__Stated exercise__:
Reproduce all entries word for word.
═══ Listed records ═══
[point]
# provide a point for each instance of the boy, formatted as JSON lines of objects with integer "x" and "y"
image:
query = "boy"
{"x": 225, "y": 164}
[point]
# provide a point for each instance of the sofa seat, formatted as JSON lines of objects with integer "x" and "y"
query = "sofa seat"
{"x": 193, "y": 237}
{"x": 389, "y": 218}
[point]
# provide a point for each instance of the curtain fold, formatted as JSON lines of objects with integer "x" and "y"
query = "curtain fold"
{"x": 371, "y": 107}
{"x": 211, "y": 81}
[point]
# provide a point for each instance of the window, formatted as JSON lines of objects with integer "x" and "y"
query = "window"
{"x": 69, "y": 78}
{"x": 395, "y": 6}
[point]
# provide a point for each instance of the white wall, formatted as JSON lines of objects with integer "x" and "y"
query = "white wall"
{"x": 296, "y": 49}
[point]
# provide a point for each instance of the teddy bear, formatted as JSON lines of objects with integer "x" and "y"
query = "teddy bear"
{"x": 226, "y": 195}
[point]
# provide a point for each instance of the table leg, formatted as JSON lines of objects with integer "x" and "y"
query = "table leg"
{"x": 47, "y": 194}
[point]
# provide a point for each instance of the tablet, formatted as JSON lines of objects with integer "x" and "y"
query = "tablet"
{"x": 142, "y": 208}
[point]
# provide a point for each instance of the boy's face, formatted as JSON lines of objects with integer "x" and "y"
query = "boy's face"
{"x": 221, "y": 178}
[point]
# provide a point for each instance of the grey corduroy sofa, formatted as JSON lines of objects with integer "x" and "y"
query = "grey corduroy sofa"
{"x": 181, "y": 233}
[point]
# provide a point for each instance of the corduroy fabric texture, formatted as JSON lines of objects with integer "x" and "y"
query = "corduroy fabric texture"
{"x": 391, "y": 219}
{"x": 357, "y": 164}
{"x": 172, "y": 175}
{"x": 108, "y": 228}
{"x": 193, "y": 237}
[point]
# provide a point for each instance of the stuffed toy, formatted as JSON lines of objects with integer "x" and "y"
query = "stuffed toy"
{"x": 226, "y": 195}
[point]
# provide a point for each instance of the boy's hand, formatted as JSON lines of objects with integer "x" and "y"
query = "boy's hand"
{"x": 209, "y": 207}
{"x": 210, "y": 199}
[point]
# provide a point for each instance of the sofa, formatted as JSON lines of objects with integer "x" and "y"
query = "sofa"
═══
__Task answer__:
[point]
# provide a point for each instance of the boy, formatted as JSON lines of objects with integer "x" and "y"
image:
query = "boy"
{"x": 225, "y": 164}
[point]
# provide a point for each instance of the sofa seat, formatted as JSON lines of objects with integer "x" and "y"
query = "sofa seat"
{"x": 193, "y": 237}
{"x": 389, "y": 218}
[point]
# provide a point for each instance of the curtain fold, formatted as JSON lines of objects with integer "x" and "y"
query = "curtain fold"
{"x": 371, "y": 107}
{"x": 211, "y": 81}
[point]
# provide a point for each instance of the window, formatted as JSON lines of objects with integer "x" and "y"
query = "window"
{"x": 69, "y": 78}
{"x": 395, "y": 6}
[point]
# provide a point for each instance of the white wall, formatted as JSON lines of objects with integer "x" and "y"
query = "white wall"
{"x": 296, "y": 49}
[point]
# provide a point for each instance of the teddy bear, formatted as JSON lines of objects with integer "x" and "y"
query = "teddy bear"
{"x": 226, "y": 195}
[point]
# provide a point for each instance of the table leg, formatted as JSON lines of objects with integer "x" and "y"
query = "table leg"
{"x": 47, "y": 194}
[point]
# provide a point for each instance of the tablet, formatted as JSON lines of objects with integer "x" and "y"
query = "tablet"
{"x": 142, "y": 208}
[point]
# provide a point for each instance of the boy's face, formatted as JSON lines of objects with integer "x" and "y"
query = "boy's face"
{"x": 221, "y": 178}
[point]
# provide a point for each instance of the grey corduroy sofa, formatted as JSON lines of objects with integer "x" and "y"
query = "grey corduroy sofa"
{"x": 181, "y": 233}
[point]
# provide a point for each instance of the corduroy fabric texture, formatted as JSON lines of objects with integer "x" and "y"
query = "corduroy fabric texture"
{"x": 391, "y": 219}
{"x": 357, "y": 164}
{"x": 172, "y": 175}
{"x": 108, "y": 228}
{"x": 193, "y": 237}
[point]
# provide a point for each instance of the stuffed toy, formatted as JSON lines of objects with integer "x" and "y"
query = "stuffed toy"
{"x": 226, "y": 195}
[point]
# provide a point for each instance of the boy's hand, formatted as JSON lines of objects with integer "x" and "y"
query = "boy's hand"
{"x": 209, "y": 207}
{"x": 210, "y": 199}
[point]
# provide a point for each instance of the sofa, formatted as JSON lines of objects with integer "x" and "y"
query = "sofa"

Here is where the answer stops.